Reproduce the piece on fear and politics word for word, from "There is discussion" to "fear as a result.".

START QUOTED PASSAGE

There is discussion in newspapers today of MPs being fearful for their physical well-being. I think it profoundly unfortunate that they are. I also think that it is apparent that their safety must be ensured. Whilst safety can never be guaranteed it is apparent that more can be done to protect them. I think doing so would be wise.
But I want to add a discordant note. I do not in any way wish to undermine the significance of MPs’ fear. I wish to show no disrespect to the late Sir David Amess. But MPs are not the only people to know the reality of fear in the UK. Nor was his the only unnecessary, and so to be regretted, death on Friday.
Around 1,000 people died unnecessarily of Covid last week.
The same will happen again this week, and for a long time to come. Many live in fear as a result.
Others without access to healthcare are also living in fear. A person died of a heart attack in an ambulance whilst waiting to get access to Accident & Emergency this week. There is real fear amongst many as a result.
Those who are working out how to live without £20 a week from universal credit are living in fear.
The Treasury is reported to be trying to undermine planned green investment in the UK. There will be countless, especially younger people, who will be profoundly fearful as a result.
And across the world people are fearful of populist philosophy that seeks to artificially divide people from each other by pretending that there is always an elite we can despise.
My point is simple. Fear is widespread. It is real. It is disabling. It is costly. It destroys well-being. It undermines society.
Politics should be about creating freedom from fear. That does not mean we simply manage fear. We should seek to eliminate the causes of fear. That is the real challenge. And that demands real political reform and not just better security for MPs, however important that might be.

END QUOTED PASSAGE
START DATA PROVIDED

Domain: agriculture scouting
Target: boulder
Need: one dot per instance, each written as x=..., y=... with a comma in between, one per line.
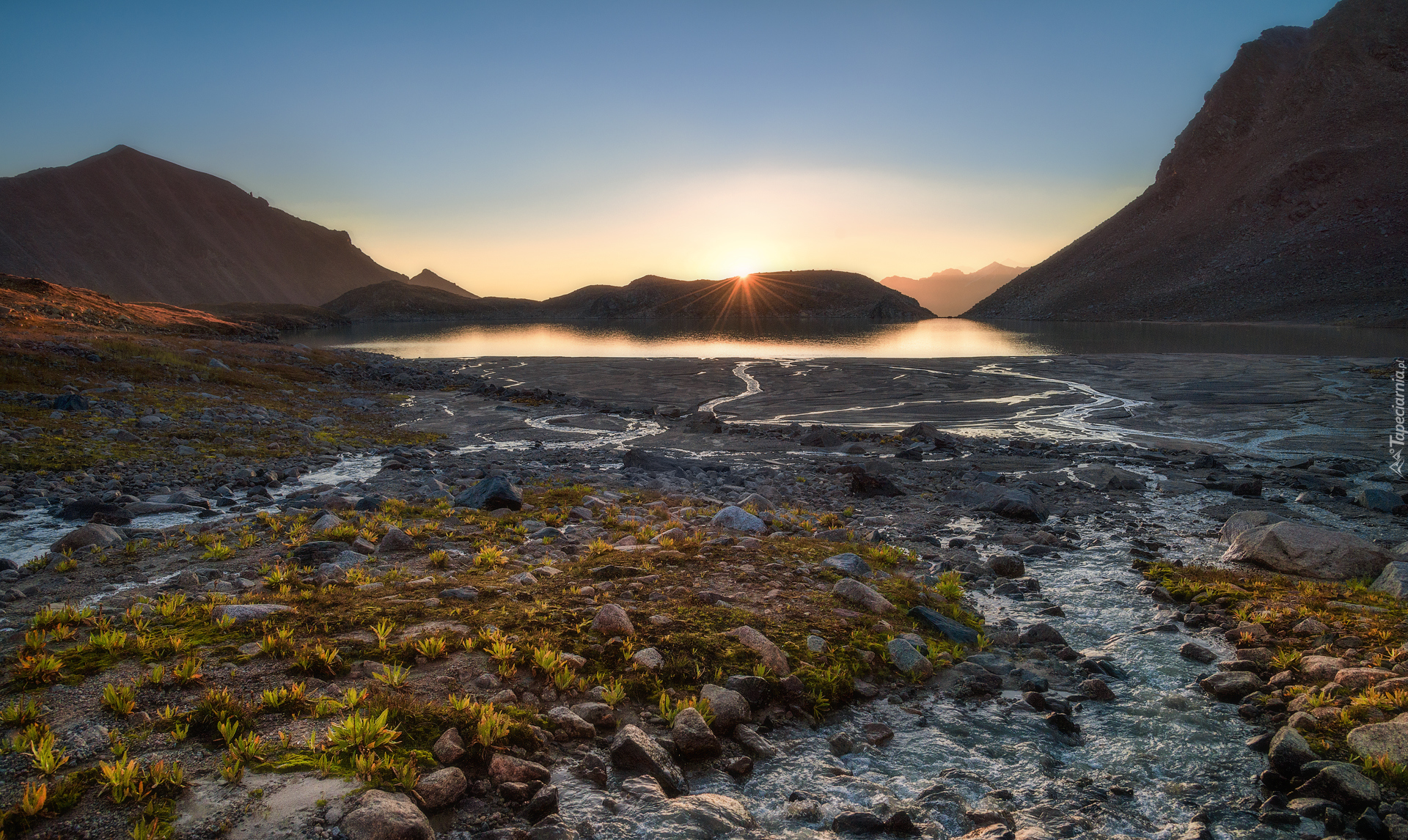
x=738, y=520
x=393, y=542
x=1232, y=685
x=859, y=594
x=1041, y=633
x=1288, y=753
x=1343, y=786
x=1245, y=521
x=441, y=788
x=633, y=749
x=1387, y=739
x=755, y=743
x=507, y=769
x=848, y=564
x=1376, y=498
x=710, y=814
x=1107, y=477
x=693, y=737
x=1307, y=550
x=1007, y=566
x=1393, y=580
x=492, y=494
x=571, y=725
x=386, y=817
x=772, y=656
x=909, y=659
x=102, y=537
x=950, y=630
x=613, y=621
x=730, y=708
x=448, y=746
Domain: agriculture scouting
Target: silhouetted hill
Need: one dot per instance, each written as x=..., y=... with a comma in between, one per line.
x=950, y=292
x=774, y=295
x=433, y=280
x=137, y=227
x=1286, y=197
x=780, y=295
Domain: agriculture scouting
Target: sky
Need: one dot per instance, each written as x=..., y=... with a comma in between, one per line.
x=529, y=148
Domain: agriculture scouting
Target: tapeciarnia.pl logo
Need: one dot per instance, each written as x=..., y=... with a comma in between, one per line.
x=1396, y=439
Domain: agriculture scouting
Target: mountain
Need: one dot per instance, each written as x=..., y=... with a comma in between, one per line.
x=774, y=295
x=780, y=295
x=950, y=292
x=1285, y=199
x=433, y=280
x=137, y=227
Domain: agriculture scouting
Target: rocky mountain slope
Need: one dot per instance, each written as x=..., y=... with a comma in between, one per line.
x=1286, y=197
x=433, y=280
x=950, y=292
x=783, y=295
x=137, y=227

END DATA PROVIDED

__RESULT FOR THIS EXERCISE__
There is discussion in newspapers today of MPs being fearful for their physical well-being. I think it profoundly unfortunate that they are. I also think that it is apparent that their safety must be ensured. Whilst safety can never be guaranteed it is apparent that more can be done to protect them. I think doing so would be wise.
But I want to add a discordant note. I do not in any way wish to undermine the significance of MPs’ fear. I wish to show no disrespect to the late Sir David Amess. But MPs are not the only people to know the reality of fear in the UK. Nor was his the only unnecessary, and so to be regretted, death on Friday.
Around 1,000 people died unnecessarily of Covid last week.
The same will happen again this week, and for a long time to come. Many live in fear as a result.